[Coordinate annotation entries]

** BEGIN **

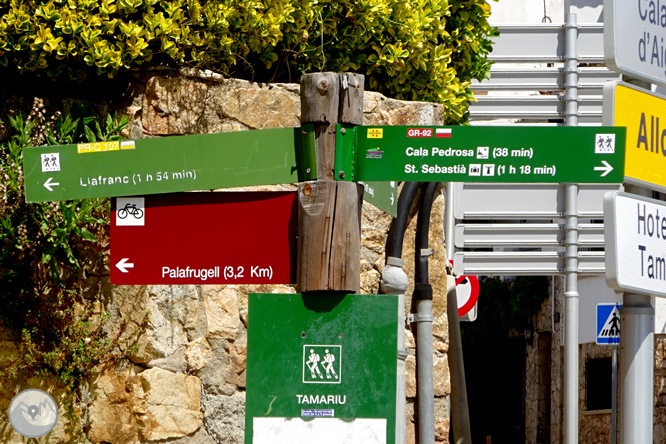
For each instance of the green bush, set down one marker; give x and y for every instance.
(47, 250)
(421, 50)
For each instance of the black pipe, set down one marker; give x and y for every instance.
(399, 224)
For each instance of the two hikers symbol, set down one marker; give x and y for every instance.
(314, 361)
(612, 327)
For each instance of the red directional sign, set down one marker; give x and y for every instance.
(204, 238)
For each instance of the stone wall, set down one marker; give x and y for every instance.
(182, 377)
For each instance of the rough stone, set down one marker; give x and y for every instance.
(172, 403)
(197, 353)
(111, 415)
(224, 417)
(222, 311)
(172, 105)
(159, 318)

** END **

Reproduce every line of the data from the line containing "For each instance of the stone" through the last line, requests included, and shift each coordinate in the answers by adding 131 to it.

For each instance of the stone wall, set down one marker; give x and y for every instance.
(313, 508)
For each instance of the rough stone, set down one marker; give x and y for every instance.
(303, 534)
(328, 484)
(242, 546)
(355, 548)
(353, 442)
(303, 236)
(290, 449)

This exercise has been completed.